**EXERCISE INSTRUCTIONS:** Down to the last line, reproduce the data that follows, but skip the pictures.
*** AVAILABLE DATA Section Begins ***
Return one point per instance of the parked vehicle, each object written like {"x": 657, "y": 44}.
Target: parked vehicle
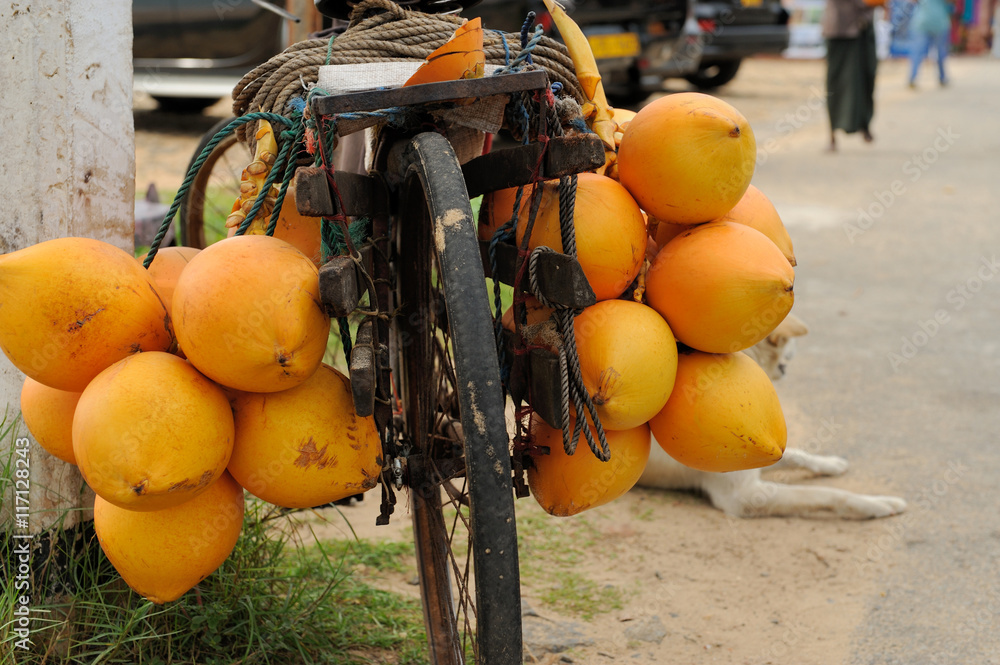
{"x": 188, "y": 54}
{"x": 734, "y": 30}
{"x": 637, "y": 43}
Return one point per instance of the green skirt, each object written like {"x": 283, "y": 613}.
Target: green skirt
{"x": 850, "y": 81}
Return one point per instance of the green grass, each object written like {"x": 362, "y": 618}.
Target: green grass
{"x": 549, "y": 548}
{"x": 578, "y": 594}
{"x": 276, "y": 599}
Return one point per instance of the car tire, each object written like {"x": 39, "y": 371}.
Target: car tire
{"x": 714, "y": 75}
{"x": 184, "y": 104}
{"x": 628, "y": 98}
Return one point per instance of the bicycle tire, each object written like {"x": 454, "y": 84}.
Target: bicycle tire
{"x": 444, "y": 339}
{"x": 218, "y": 179}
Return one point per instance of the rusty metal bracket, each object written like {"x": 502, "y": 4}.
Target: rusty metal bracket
{"x": 535, "y": 379}
{"x": 361, "y": 195}
{"x": 429, "y": 93}
{"x": 513, "y": 167}
{"x": 362, "y": 370}
{"x": 560, "y": 277}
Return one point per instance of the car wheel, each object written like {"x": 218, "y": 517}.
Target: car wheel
{"x": 715, "y": 75}
{"x": 184, "y": 104}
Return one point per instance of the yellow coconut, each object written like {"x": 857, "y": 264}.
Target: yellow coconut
{"x": 565, "y": 485}
{"x": 73, "y": 306}
{"x": 664, "y": 232}
{"x": 723, "y": 415}
{"x": 610, "y": 229}
{"x": 628, "y": 358}
{"x": 302, "y": 232}
{"x": 687, "y": 157}
{"x": 722, "y": 287}
{"x": 48, "y": 414}
{"x": 248, "y": 315}
{"x": 305, "y": 446}
{"x": 150, "y": 432}
{"x": 166, "y": 267}
{"x": 756, "y": 211}
{"x": 162, "y": 554}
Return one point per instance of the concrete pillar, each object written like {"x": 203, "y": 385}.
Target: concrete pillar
{"x": 67, "y": 161}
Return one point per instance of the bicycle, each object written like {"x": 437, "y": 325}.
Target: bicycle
{"x": 424, "y": 362}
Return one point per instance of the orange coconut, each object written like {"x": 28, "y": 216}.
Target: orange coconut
{"x": 565, "y": 485}
{"x": 73, "y": 306}
{"x": 166, "y": 268}
{"x": 610, "y": 230}
{"x": 162, "y": 554}
{"x": 48, "y": 414}
{"x": 723, "y": 415}
{"x": 305, "y": 446}
{"x": 756, "y": 211}
{"x": 150, "y": 432}
{"x": 664, "y": 232}
{"x": 628, "y": 358}
{"x": 687, "y": 157}
{"x": 248, "y": 315}
{"x": 722, "y": 287}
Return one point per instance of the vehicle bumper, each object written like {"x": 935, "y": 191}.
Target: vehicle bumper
{"x": 732, "y": 42}
{"x": 198, "y": 85}
{"x": 672, "y": 59}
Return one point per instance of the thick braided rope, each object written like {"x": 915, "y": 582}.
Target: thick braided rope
{"x": 380, "y": 31}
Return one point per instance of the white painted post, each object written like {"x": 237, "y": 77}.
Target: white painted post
{"x": 67, "y": 164}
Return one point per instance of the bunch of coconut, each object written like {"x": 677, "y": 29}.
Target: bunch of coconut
{"x": 174, "y": 388}
{"x": 678, "y": 218}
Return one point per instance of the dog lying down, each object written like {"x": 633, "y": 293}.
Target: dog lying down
{"x": 744, "y": 493}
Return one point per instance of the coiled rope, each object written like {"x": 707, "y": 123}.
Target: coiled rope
{"x": 382, "y": 31}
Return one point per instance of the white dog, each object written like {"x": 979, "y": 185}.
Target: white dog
{"x": 743, "y": 493}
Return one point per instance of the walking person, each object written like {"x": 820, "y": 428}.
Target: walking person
{"x": 851, "y": 61}
{"x": 930, "y": 27}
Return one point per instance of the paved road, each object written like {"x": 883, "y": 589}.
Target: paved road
{"x": 899, "y": 254}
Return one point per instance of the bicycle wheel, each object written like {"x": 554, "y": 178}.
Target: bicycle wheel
{"x": 210, "y": 199}
{"x": 447, "y": 376}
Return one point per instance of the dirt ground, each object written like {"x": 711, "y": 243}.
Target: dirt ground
{"x": 749, "y": 592}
*** AVAILABLE DATA Section Ends ***
**RESPONSE BELOW:**
Return one point per instance of the parked vehicle, each object written like {"x": 657, "y": 44}.
Target: parked vehicle
{"x": 188, "y": 54}
{"x": 734, "y": 30}
{"x": 637, "y": 43}
Return one point per instance of the green skirt, each object written like {"x": 283, "y": 613}.
Target: green skirt
{"x": 850, "y": 81}
Return one point per instance of the green grass, each object written like {"x": 362, "y": 618}.
Target: green grass
{"x": 549, "y": 548}
{"x": 578, "y": 594}
{"x": 276, "y": 599}
Return one point per instance of the car tire, each object written like {"x": 39, "y": 371}.
Target: car tire
{"x": 714, "y": 75}
{"x": 184, "y": 104}
{"x": 628, "y": 98}
Return one point per instance of the bicycle tire, each object written like {"x": 454, "y": 84}.
Target: bicycle tire
{"x": 444, "y": 339}
{"x": 218, "y": 179}
Return one point per instance of the rusty metal bracket, each object written like {"x": 502, "y": 4}.
Target: rusty metal bracket
{"x": 535, "y": 379}
{"x": 361, "y": 195}
{"x": 429, "y": 93}
{"x": 513, "y": 167}
{"x": 362, "y": 370}
{"x": 560, "y": 277}
Return one point per instance of the car wheel, each object written like {"x": 218, "y": 517}.
Target: car wheel
{"x": 715, "y": 75}
{"x": 184, "y": 104}
Return one point per instance of the yellow coconut, each object written like {"x": 857, "y": 264}.
Target: yellow coconut
{"x": 565, "y": 485}
{"x": 73, "y": 306}
{"x": 664, "y": 232}
{"x": 723, "y": 415}
{"x": 610, "y": 229}
{"x": 628, "y": 358}
{"x": 302, "y": 232}
{"x": 687, "y": 157}
{"x": 722, "y": 287}
{"x": 48, "y": 414}
{"x": 248, "y": 315}
{"x": 305, "y": 446}
{"x": 150, "y": 432}
{"x": 166, "y": 267}
{"x": 756, "y": 211}
{"x": 162, "y": 554}
Return one point per instance of the concrete pillar, each object written like {"x": 203, "y": 385}.
Target: concrete pillar
{"x": 67, "y": 161}
Return one point per instance of the bicycle, each object written like {"x": 437, "y": 325}.
Target: bicycle
{"x": 424, "y": 362}
Return one point per instance of the orange coconut, each object written like {"x": 28, "y": 216}.
Target: orange coconut
{"x": 565, "y": 485}
{"x": 73, "y": 306}
{"x": 166, "y": 268}
{"x": 610, "y": 230}
{"x": 162, "y": 554}
{"x": 48, "y": 414}
{"x": 723, "y": 415}
{"x": 305, "y": 446}
{"x": 756, "y": 211}
{"x": 150, "y": 432}
{"x": 664, "y": 232}
{"x": 628, "y": 358}
{"x": 687, "y": 157}
{"x": 248, "y": 315}
{"x": 722, "y": 287}
Return one point per instance of the vehicle bumper, each object written like {"x": 935, "y": 191}.
Target: vehicle bumper
{"x": 732, "y": 42}
{"x": 198, "y": 85}
{"x": 672, "y": 59}
Return one point per instance of the thick braided rope, each object written like {"x": 915, "y": 582}.
Target: thick braided rope
{"x": 380, "y": 31}
Return one point per instance of the white painted post, each object written like {"x": 237, "y": 77}.
Target: white painted post
{"x": 67, "y": 164}
Return one point per instance of the bunch of coconut, each object written like {"x": 677, "y": 29}.
Target: bunch of coconut
{"x": 174, "y": 388}
{"x": 678, "y": 218}
Return one point per instance of the dog lying down, each object written like {"x": 633, "y": 293}.
Target: dog lying down
{"x": 744, "y": 493}
Return one point per instance of the coiled rope, each object written like {"x": 707, "y": 123}.
Target: coiled rope
{"x": 382, "y": 31}
Return one point per instance of the white dog, each object written like {"x": 979, "y": 185}.
Target: white dog
{"x": 743, "y": 493}
Return one point per instance of the walking person, each object written like {"x": 820, "y": 428}.
Target: walking person
{"x": 851, "y": 61}
{"x": 930, "y": 27}
Return one point per instance of the paved road, each object written like {"x": 883, "y": 589}.
Target: paved road
{"x": 899, "y": 254}
Return one point per instance of the bicycle wheel, each object written like {"x": 554, "y": 178}.
Target: bicycle wheel
{"x": 210, "y": 199}
{"x": 447, "y": 376}
Return one point per instance of the dirt ground, each object written like {"x": 711, "y": 243}.
Target: dirt ground
{"x": 749, "y": 592}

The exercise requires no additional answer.